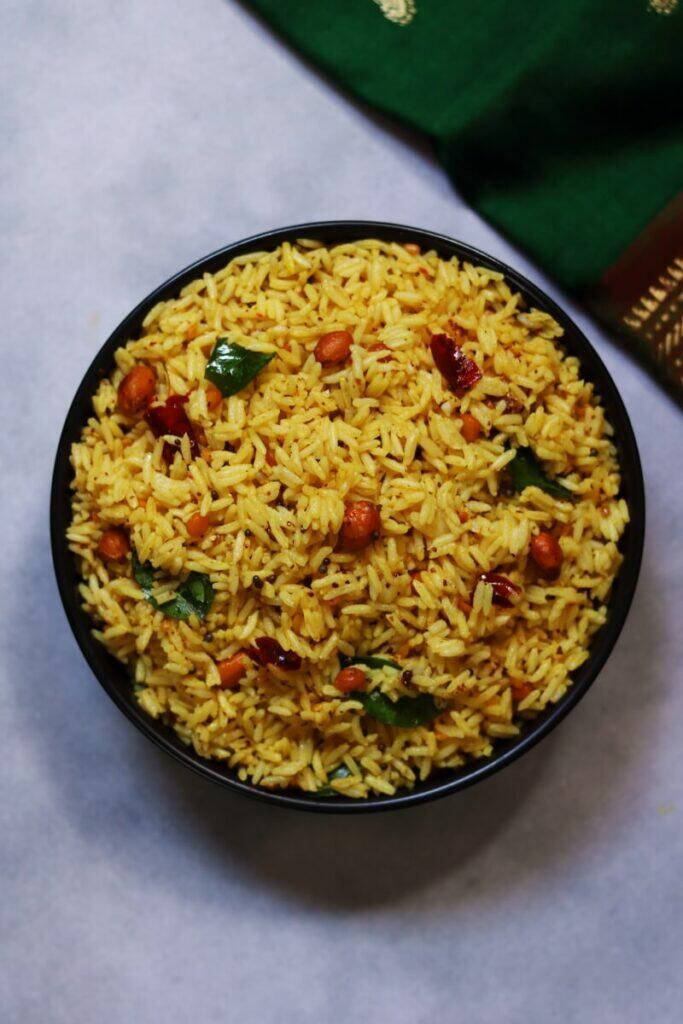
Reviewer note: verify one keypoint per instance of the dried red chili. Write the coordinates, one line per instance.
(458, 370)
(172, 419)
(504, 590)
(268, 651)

□ □ □ □ □ □ □

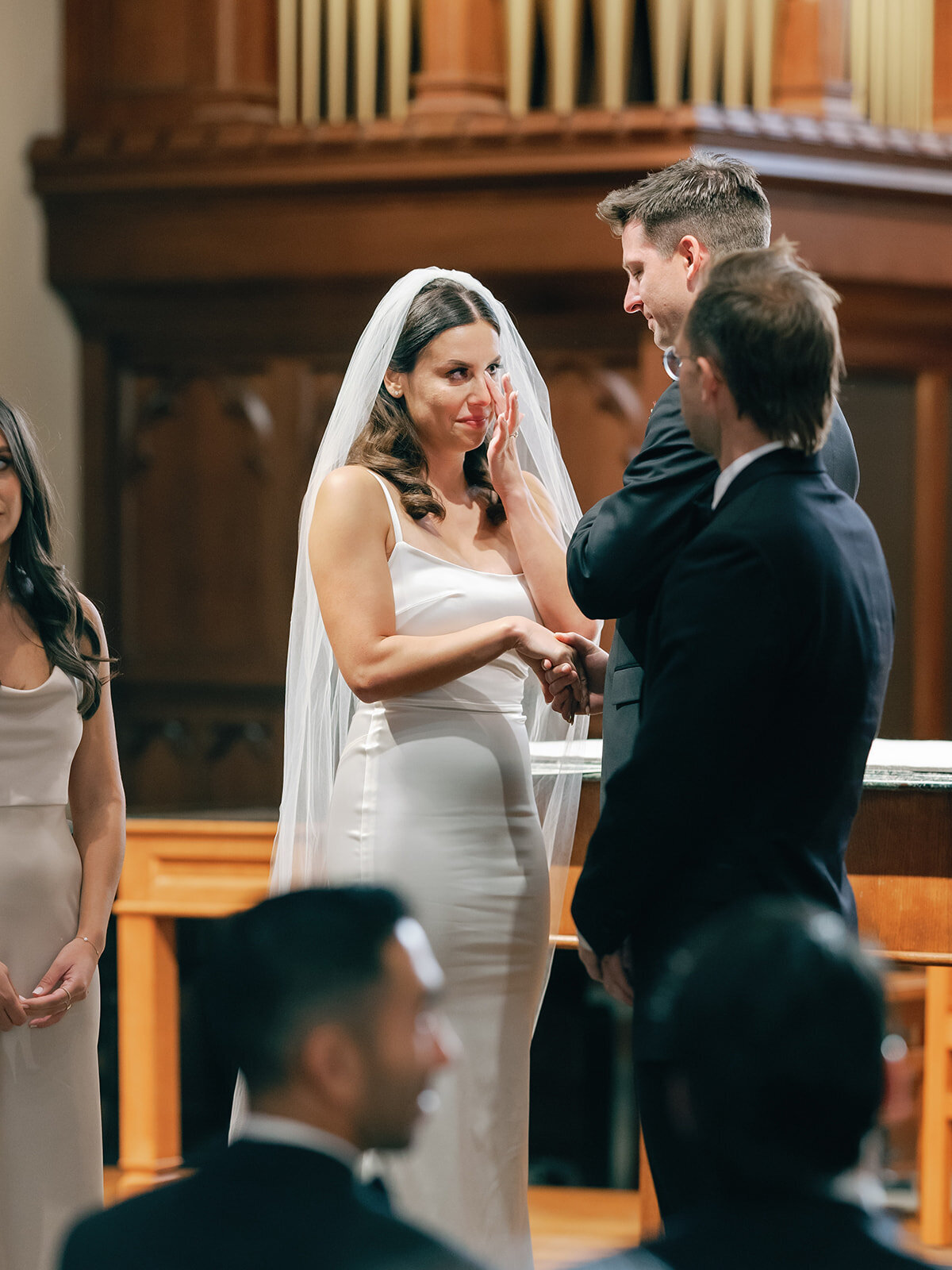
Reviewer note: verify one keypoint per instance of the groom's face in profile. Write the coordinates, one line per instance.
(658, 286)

□ □ □ □ □ □ □

### PROMPT
Collect every line above that contains the word "note", copying each one in full. Matching is case-sensitive.

### ANSWER FOR THIS EXERCISE
Reviewer note: verify one keypoint per instance of the dried red chili. Write the coordinates, one line per instance.
Reviewer note: verify one keypoint per instance of the groom's face in profile. Write the coordinates, one line per instance.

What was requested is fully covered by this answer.